[Extracted data entries]
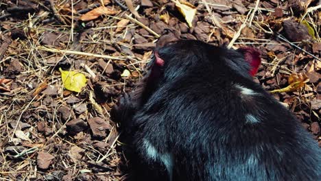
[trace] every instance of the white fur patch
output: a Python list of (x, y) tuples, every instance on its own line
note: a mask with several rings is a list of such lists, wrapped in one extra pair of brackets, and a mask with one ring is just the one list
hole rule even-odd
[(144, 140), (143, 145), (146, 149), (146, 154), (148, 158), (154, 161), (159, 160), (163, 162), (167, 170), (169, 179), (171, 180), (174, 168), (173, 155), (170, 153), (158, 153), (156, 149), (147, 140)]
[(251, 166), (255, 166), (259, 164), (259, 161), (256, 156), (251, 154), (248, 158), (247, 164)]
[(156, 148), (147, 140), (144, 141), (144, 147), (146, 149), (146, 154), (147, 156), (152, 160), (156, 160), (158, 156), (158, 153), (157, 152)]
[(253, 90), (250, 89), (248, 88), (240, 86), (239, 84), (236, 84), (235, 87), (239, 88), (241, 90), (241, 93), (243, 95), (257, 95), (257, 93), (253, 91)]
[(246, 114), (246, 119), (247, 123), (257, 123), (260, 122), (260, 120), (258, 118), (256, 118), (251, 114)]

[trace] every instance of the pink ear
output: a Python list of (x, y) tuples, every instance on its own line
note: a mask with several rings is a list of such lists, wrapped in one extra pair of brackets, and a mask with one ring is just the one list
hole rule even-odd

* * *

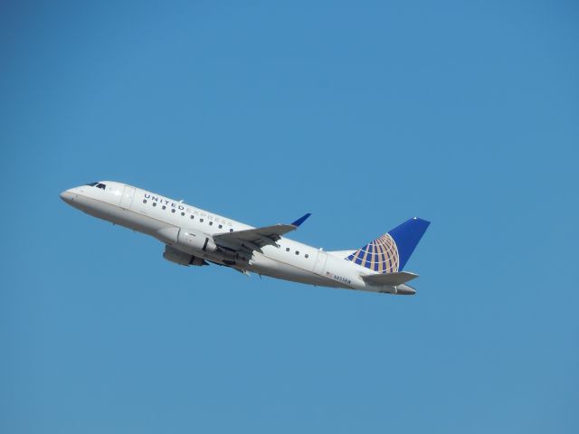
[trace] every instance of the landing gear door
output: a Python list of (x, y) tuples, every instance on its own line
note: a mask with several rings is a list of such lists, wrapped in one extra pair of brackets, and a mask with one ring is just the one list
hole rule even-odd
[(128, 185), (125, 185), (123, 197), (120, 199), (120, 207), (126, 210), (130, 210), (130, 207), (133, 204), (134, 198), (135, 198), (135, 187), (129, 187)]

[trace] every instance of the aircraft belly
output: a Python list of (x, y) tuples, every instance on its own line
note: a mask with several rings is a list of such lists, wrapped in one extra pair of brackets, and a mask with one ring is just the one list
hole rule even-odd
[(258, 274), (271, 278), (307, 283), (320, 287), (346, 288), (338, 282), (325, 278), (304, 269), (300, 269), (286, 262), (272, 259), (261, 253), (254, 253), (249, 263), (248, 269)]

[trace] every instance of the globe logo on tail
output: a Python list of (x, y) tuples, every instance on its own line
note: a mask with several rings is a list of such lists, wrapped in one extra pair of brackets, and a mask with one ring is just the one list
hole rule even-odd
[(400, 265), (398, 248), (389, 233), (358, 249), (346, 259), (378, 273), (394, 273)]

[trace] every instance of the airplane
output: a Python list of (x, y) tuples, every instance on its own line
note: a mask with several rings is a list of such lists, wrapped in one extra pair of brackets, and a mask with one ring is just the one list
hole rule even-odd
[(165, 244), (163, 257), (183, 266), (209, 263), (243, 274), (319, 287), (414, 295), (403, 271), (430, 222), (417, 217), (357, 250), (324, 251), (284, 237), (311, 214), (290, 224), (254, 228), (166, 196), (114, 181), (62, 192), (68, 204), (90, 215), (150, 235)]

→ **What is asked**: Can you copy the lines above verbatim, everything from the line containing "[trace] every instance of the airplane" down to the line containing "215), (150, 235)]", both included?

→ **Answer to the task**:
[trace] every instance of the airplane
output: a Python list of (x, y) tuples, every instance on its own line
note: a mask with several rings is a list of such lists, wrapped in one extra pair of brackets, and a mask with one ring is just the one list
hole rule even-odd
[(165, 244), (163, 257), (183, 266), (209, 263), (243, 274), (319, 287), (414, 295), (403, 271), (430, 222), (417, 217), (357, 250), (324, 251), (284, 237), (311, 214), (290, 224), (254, 228), (166, 196), (114, 181), (62, 192), (68, 204), (90, 215), (150, 235)]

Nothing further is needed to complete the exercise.